_EXERCISE DESCRIPTION_
Could you reproduce word for word the lines of the records below, starting with the line containing "the tree foliage" and going on through the end of the records?

_SOURCE DATA_

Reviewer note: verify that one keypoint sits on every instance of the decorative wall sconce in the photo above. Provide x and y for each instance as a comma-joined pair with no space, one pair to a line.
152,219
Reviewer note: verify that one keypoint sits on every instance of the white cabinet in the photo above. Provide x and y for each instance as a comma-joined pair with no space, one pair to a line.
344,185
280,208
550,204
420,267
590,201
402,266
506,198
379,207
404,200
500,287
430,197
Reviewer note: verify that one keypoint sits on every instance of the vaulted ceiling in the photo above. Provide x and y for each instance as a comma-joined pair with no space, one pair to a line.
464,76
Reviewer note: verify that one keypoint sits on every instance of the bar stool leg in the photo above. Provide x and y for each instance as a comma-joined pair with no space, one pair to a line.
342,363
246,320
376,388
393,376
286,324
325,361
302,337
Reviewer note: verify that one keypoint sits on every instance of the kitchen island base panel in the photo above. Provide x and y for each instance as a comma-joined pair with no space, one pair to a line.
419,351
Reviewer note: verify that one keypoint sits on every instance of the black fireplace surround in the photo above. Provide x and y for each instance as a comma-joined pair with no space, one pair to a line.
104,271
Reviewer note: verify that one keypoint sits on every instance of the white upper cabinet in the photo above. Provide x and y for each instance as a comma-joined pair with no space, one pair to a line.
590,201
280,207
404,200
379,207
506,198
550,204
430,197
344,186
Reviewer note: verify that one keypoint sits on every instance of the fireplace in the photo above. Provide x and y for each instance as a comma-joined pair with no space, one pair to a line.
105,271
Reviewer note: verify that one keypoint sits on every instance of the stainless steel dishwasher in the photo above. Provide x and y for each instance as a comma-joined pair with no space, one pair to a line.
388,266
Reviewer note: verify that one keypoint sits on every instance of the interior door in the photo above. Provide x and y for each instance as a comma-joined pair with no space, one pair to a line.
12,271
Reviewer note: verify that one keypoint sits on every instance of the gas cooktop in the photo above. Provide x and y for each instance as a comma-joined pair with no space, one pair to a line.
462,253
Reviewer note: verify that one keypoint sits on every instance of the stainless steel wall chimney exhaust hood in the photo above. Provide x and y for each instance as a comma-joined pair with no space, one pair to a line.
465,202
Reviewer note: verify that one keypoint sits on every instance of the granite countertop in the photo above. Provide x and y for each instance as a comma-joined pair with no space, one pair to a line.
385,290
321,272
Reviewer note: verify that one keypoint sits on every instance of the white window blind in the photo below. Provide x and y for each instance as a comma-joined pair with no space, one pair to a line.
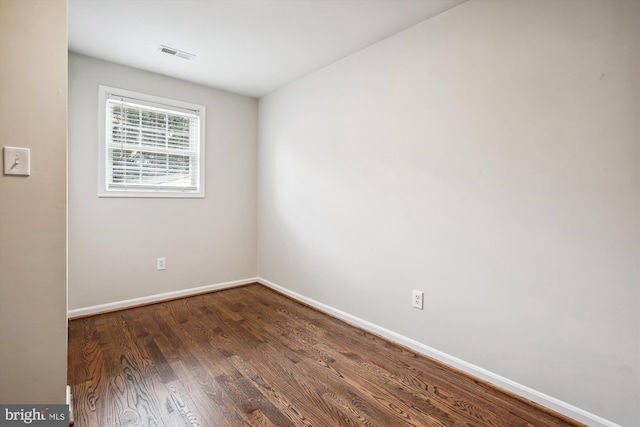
152,146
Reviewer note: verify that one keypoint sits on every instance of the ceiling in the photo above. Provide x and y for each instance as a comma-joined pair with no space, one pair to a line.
250,47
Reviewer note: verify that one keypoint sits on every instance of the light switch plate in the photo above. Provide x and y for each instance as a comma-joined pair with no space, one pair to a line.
16,161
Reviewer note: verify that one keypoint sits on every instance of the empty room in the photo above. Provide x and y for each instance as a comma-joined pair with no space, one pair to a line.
321,212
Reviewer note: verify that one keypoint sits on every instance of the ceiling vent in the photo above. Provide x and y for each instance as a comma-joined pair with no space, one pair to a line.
175,52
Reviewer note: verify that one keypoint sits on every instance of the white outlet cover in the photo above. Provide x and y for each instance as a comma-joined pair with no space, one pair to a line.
17,161
418,300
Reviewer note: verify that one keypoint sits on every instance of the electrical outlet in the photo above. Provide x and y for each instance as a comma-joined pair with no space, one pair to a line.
417,300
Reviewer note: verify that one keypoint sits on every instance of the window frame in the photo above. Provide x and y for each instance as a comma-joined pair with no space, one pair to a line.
156,102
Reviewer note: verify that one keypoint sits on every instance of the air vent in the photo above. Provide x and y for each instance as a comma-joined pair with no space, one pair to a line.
175,52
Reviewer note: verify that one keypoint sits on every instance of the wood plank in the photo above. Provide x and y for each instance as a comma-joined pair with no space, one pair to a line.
249,356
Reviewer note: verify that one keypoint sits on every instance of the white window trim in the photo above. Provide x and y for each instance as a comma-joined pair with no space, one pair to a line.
151,100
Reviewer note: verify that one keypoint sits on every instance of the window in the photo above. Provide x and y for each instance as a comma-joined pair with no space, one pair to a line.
150,146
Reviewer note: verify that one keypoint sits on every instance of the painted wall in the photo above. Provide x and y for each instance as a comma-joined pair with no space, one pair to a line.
488,157
33,114
114,243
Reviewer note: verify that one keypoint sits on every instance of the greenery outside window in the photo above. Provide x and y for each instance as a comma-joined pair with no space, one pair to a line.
150,146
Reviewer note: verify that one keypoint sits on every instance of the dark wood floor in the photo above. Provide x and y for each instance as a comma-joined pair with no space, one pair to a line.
250,356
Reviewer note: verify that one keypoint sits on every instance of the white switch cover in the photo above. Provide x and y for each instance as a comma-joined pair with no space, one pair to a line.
16,161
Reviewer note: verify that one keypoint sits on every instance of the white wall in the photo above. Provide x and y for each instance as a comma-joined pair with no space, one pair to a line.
488,157
33,114
114,243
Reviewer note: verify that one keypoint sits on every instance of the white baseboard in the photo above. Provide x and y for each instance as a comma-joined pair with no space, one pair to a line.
119,305
469,368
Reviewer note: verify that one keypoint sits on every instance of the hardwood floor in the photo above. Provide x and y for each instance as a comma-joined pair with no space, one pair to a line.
250,356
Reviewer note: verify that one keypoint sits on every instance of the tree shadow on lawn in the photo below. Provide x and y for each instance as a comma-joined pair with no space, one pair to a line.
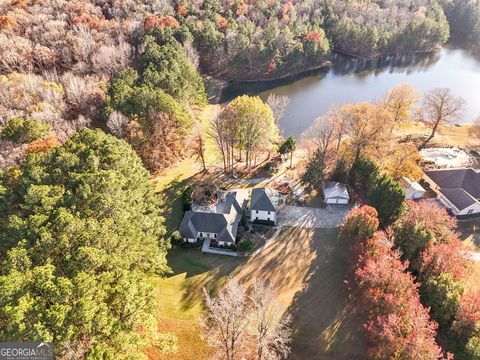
201,271
308,268
325,321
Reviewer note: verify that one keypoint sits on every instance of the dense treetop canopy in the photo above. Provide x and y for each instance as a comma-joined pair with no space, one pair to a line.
80,230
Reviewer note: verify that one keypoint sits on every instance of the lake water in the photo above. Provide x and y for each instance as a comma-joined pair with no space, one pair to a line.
354,80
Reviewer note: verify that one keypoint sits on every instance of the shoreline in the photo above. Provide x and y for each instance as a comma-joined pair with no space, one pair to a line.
325,64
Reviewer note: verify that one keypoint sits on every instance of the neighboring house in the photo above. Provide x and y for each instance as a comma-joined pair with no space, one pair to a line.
413,190
335,193
263,205
219,224
457,189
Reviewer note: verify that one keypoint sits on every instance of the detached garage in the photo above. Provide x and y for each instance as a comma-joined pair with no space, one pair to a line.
335,193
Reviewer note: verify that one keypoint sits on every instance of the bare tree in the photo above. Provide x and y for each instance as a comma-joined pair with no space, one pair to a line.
475,129
322,132
278,104
270,327
192,53
225,319
440,106
400,102
365,126
117,122
199,143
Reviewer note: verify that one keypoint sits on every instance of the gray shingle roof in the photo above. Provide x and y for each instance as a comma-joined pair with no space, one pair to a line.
460,186
261,201
334,189
224,221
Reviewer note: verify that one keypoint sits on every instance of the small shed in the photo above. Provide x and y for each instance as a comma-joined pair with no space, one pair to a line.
413,190
335,193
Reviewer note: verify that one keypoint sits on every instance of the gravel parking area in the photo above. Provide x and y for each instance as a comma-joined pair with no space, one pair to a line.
313,218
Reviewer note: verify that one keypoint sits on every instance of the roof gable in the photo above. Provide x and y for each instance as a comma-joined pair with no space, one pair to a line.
261,201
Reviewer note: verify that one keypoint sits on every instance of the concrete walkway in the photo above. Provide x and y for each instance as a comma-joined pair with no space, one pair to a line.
306,217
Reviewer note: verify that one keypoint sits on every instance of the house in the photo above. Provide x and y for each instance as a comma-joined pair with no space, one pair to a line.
457,189
335,193
413,190
263,206
219,224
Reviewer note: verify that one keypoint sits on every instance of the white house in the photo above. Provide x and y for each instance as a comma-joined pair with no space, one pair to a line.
457,189
219,225
413,190
335,193
263,205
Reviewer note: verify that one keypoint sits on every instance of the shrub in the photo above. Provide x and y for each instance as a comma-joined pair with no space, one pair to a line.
245,244
21,131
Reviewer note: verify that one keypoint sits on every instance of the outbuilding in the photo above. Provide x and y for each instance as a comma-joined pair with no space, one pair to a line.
335,193
263,206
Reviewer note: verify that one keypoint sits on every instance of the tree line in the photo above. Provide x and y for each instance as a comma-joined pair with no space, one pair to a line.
411,281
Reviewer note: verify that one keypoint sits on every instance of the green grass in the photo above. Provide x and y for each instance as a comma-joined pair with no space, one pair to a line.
180,299
307,267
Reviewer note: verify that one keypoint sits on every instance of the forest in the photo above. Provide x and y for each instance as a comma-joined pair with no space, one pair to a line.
98,95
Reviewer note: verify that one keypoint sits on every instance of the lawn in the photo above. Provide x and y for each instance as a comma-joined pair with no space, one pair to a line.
307,267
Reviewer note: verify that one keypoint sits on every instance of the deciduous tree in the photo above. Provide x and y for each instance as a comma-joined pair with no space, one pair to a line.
83,231
440,107
314,173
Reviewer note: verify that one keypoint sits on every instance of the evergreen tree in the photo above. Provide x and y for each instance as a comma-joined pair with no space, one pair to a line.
388,197
76,249
314,174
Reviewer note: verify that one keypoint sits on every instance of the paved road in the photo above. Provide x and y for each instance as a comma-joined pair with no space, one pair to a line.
329,217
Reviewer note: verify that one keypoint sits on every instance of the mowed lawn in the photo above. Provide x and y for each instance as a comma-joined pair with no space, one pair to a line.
307,267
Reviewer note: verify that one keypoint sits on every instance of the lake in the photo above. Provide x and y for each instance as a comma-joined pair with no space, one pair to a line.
354,80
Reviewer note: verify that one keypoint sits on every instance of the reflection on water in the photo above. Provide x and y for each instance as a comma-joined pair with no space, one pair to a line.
352,80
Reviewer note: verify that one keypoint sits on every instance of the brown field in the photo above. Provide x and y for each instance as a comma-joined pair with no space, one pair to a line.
307,267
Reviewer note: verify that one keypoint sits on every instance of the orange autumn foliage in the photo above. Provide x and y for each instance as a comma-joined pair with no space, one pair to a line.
222,22
153,22
42,145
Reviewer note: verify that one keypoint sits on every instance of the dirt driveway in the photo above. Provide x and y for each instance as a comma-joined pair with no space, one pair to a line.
312,218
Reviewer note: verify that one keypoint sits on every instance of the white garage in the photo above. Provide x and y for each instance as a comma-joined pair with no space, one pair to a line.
335,193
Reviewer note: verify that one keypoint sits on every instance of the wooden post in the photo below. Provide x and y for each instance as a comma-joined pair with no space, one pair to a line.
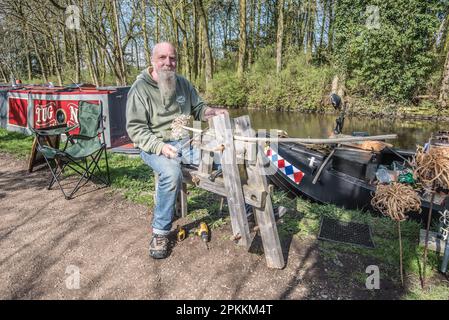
231,178
181,199
265,216
206,158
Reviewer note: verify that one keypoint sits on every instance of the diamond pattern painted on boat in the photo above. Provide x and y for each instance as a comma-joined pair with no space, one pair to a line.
286,167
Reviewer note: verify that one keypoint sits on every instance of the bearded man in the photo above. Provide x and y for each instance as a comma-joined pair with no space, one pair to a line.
157,97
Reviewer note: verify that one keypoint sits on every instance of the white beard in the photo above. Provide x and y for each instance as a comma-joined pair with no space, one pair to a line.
167,85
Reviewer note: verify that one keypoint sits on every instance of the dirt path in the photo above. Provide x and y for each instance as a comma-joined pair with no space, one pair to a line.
106,237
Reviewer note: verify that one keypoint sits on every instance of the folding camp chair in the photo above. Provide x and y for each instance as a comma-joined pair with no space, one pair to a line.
82,152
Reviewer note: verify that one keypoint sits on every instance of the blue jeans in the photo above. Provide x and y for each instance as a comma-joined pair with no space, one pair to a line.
170,179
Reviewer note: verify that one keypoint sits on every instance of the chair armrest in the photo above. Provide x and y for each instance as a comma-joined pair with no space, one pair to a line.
80,137
55,131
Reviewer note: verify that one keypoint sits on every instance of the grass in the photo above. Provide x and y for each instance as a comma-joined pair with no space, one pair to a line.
135,181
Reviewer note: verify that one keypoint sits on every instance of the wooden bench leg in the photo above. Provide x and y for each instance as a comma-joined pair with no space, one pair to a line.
181,199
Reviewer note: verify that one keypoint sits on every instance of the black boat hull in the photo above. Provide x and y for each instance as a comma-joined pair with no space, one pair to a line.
348,187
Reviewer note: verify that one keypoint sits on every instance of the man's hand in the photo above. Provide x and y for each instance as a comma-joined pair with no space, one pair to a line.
169,151
212,112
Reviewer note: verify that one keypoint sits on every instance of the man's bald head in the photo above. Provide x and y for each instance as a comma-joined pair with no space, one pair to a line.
162,47
163,60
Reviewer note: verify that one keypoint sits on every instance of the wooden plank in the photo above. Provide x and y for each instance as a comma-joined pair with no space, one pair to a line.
253,197
245,148
265,217
206,157
232,182
181,208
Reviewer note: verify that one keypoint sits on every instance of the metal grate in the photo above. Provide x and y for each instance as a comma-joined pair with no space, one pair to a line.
345,232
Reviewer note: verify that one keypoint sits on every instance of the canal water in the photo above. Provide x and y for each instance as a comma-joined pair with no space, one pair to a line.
410,132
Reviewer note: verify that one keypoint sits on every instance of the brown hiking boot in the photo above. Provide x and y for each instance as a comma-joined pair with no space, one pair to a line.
158,246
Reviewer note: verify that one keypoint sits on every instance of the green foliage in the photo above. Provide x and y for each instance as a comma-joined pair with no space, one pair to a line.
394,60
299,87
226,89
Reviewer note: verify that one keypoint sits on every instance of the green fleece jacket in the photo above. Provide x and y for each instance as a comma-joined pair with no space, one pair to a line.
148,119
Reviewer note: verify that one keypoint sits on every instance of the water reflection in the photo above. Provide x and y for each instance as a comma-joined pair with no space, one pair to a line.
410,132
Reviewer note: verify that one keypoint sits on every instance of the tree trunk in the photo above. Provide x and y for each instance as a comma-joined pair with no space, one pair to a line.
143,21
444,89
76,51
242,39
251,32
279,37
120,64
205,42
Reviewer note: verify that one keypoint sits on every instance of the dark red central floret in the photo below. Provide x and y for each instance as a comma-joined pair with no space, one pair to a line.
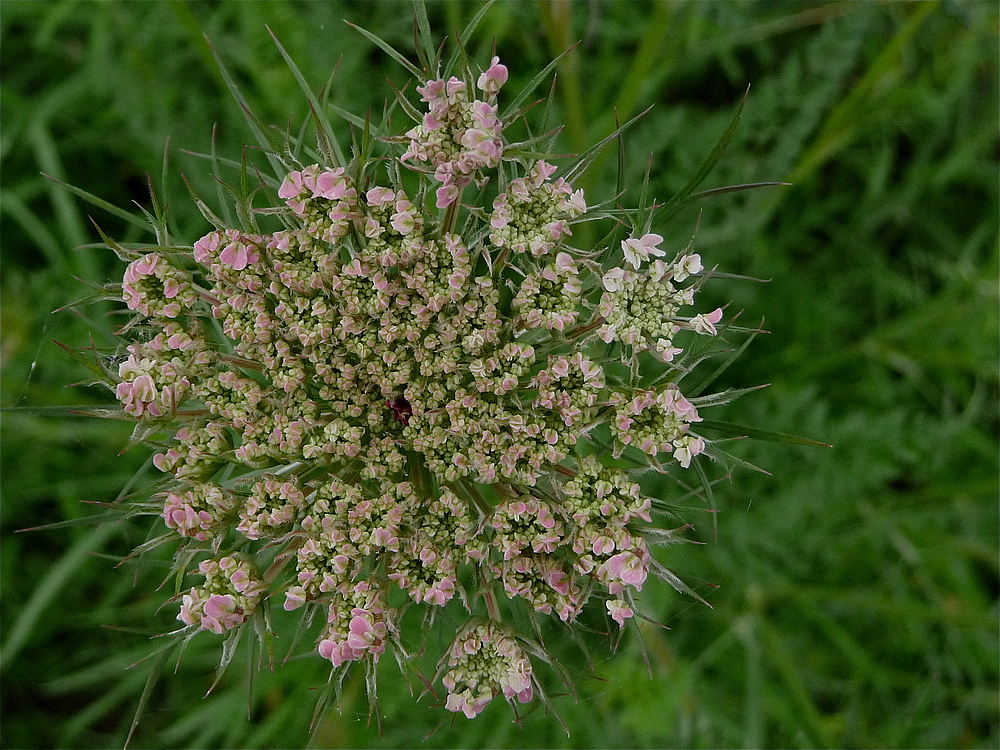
401,410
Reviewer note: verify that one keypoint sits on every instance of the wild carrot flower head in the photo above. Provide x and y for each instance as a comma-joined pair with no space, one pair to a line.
394,396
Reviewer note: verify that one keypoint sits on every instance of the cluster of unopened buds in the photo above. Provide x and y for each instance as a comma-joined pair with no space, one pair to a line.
399,399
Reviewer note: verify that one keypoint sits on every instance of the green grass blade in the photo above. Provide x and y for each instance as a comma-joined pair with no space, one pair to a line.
735,430
322,121
389,50
103,204
60,576
684,194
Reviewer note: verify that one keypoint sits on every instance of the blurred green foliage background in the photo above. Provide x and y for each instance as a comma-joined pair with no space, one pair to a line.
854,590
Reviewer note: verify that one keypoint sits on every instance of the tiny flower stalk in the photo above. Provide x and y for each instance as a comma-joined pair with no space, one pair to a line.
392,399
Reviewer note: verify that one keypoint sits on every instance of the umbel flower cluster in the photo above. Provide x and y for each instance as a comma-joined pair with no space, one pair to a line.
417,390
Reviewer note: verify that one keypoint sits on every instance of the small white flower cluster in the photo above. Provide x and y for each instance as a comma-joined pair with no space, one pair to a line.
370,400
228,597
482,662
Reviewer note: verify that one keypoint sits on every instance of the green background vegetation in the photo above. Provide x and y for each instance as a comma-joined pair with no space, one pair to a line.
854,590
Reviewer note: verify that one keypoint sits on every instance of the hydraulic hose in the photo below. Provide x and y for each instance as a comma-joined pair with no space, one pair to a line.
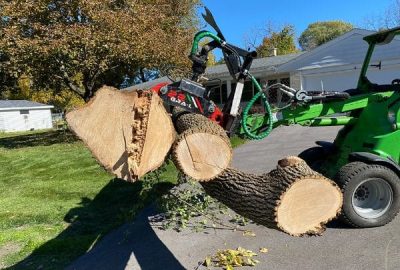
267,107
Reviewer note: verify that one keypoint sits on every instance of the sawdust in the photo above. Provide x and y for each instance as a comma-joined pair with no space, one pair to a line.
6,250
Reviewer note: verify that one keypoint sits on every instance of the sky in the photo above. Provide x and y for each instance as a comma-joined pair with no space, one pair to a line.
238,18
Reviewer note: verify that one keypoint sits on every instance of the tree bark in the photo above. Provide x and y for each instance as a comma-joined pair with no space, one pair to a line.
202,150
292,198
129,133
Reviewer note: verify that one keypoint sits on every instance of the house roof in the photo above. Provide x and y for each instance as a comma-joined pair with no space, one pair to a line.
347,49
22,104
148,85
265,64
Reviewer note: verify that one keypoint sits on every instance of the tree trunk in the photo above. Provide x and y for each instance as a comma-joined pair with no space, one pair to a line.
129,133
202,150
293,197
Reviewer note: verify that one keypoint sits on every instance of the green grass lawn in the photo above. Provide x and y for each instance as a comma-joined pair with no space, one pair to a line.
56,201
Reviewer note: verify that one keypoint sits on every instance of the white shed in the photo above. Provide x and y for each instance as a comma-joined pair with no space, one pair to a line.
336,65
23,115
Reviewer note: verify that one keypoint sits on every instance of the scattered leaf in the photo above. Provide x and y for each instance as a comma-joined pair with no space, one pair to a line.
249,233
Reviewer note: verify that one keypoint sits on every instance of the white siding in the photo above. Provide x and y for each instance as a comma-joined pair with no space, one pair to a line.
345,77
13,120
2,126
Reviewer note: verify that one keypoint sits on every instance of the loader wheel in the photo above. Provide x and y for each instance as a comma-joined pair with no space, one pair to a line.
370,194
314,157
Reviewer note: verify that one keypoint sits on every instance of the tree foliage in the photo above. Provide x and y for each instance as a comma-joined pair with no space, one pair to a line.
319,33
282,39
83,44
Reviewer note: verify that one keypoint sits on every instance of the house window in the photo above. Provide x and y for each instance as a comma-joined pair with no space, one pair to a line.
247,93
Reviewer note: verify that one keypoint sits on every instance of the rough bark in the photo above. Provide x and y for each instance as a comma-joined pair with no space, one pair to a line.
293,197
129,133
202,149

_ANSWER_
Reviewer note: verify that one keypoint sits on every instance of the tree foliage in the photo above. Provide x and y for each instance as a comma-joined pair with no space, one pair to a line.
319,33
282,39
83,44
Reviewer note: verify that one keypoint sits on every instance of the house window in the photo above. Provide x and y for each instance as a comma-joined pair with no space, one pair to a line.
247,93
Reviewer note: verify that one keypoint sits on every instance of the rough bark in the photo above. Provide x and y for each instance as a comma-joined pair with no space, one pair to a line.
293,197
129,133
202,149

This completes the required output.